◆ Page extract:
(begin)

# Philippine Senior Citizens Card



## Ianlene (6 mo ago)

My question is..are the 13A Visa holder, a UK citizen married to Filipina, senior citizen, can avail of 20% Senior Citizen discount?


----------



## magsasaja (Jan 31, 2014)

Ianlene said:


> My question is..are the 13A Visa holder, a UK citizen married to Filipina, senior citizen, can avail of 20% Senior Citizen discount?


No, Yes, Maybe!


----------



## M.C.A. (Feb 24, 2013)

Ianlene said:


> My question is..are the 13A Visa holder, a UK citizen married to Filipina, senior citizen, can avail of 20% Senior Citizen discount?


Absolutely NOT! We are not "Citizens" we are known as "Non-Immigrants", and also this affects your wife's status she won't qualify if you make over a 60,000 pesos a month, so this is not for all Philippine citizens either, I know several Filipinos and we've talked and they also cannot get a Senior card because they make more than 60,000 pesos a month.

This card is for the very poor seniors and you'll probably never have an issue with this but if you happen to piss off someone familiar with the Senior Citizen card you could be deported, it's written in the Senior Citizen law, this has been addressed many times, here's the spot about foreigners, important blocks highlighted in Sec 3 and 7 and definition of terms below:

*Sec. 3.* Section 2 of Republic Act No. 7432, as amended by Republic Act No. 9257, otherwise known as the Expanded Senior Citizens Act of 2003″, is hereby further amended to read as follows:

SEC. 2. _Definition of terms._ – For purposes of this Act, these terms are defined as follows:

*“(a) Senior citizen or elderly refers to any resident citizen of the Philippines at least sixty (60) years old;*

-------------------------------------------------------------------------------------------------

*Sec. 7.* Section 10 of the same Act, as amended, is hereby further amended to read as follows:

“SEC. 10. Penalties. – Any person who refuses to honor the senior citizen card issued by this the government or violates any provision of this Act shall suffer the following penalties:

“(a) For the first violation, imprisonment of not less than two (2) years but not more than six (6) years and a fine of not less than Fifty thousand pesos (Php50,000.00) but not exceeding One hundred thousand pesos (Php100,000.00);

“(b) For any subsequent violation, imprisonment of not less than two (2) years but not more than six (6) years and a fine of not less than One Hundred thousand pesos (Php100,000.00) but not exceeding Two hundred thousand pesos (Php200,000.00); and

*“(c) Any person who abuses the privileges granted herein shall be punished with imprisonment of not less than six (6) months and a fine of not less than Fifty thousand pesos (Php50,000.00) but not more than One hundred thousand pesos (Php100,000.00).*

“If the offender is a corporation, partnership, organization or any similar entity, the officials thereof directly involved such as the president, general manager, managing partner, or such other officer charged with the management of the business affairs shall be liable therefor.

*“If the offender is an alien or a foreigner, he/she shall be deported immediately after service of sentence.*

“Upon filing of an appropriate complaint, and after due notice and hearing, the proper authorities may also cause the cancellation or revocation of the business permit, permit to operate, franchise and other similar privileges granted to any person, establishment or business entity that fails to abide by the provisions of this Act.”

(end)

◆ Data section:
(begin)

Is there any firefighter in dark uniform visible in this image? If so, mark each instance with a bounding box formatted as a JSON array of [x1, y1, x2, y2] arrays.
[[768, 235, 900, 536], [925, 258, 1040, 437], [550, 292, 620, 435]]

(end)

Continue the forum thread about the Philippine Senior Citizens Card from the point where it stops.

-------------------------------------------------------------------------------------------------
RULE III
DEFINITION OF TERMS

Article 5. Definition of Terms. - For purposes of these Rules, the terms are defined as follows:

5.1 SENIOR CITIZEN OR ELDERLY - refers to any Filipino citizen who is a resident of the Philippines, and who is sixty (60) years old or above. It may apply to senior citizens with "dual citizenship" status provided they prove their Filipino citizenship and have at least six (6) months residency in the Philippines.
----------------------------------------------------------
R.A. No. 9994

Link to old article on this Senior card


----------



## bidrod (Mar 31, 2015)

Ianlene said:


> My question is..are the 13A Visa holder, a UK citizen married to Filipina, senior citizen, can avail of 20% Senior Citizen discount?


NO!!!
Senior citizen is a citizen of the Republic and is at least sixty (60) years of age.









Republic Act No. 9994 | GOVPH


Approved on February, 2010: An Act granting additional benefits and privileges to senior citizens, further amending Republic Act No. 7432, as amended, otherwise known as



www.officialgazette.gov.ph





Chuck


----------



## Ianlene (6 mo ago)

magsasaja said:


> No, Yes, Maybe!



Please give me a definite answer... Thanks?


----------



## Gary D (Oct 28, 2013)

Ianlene said:


> Please give me a definite answer... Thanks?


That would be a No then.

If offered a discount you can gratefully accept it, but to ask for a discount whilst offering an illegally held senior discount card would be breaking the law. Some barangay's have been known to hand out discount cards to foreign spouses. I'm not sure of the legality of it but it's definitely illegal to use it.


----------



## M.C.A. (Feb 24, 2013)

Ianlene said:


> Please give me a definite answer... Thanks?


No


----------



## magsasaja (Jan 31, 2014)

Ianlene said:


> Please give me a definite answer... Thanks?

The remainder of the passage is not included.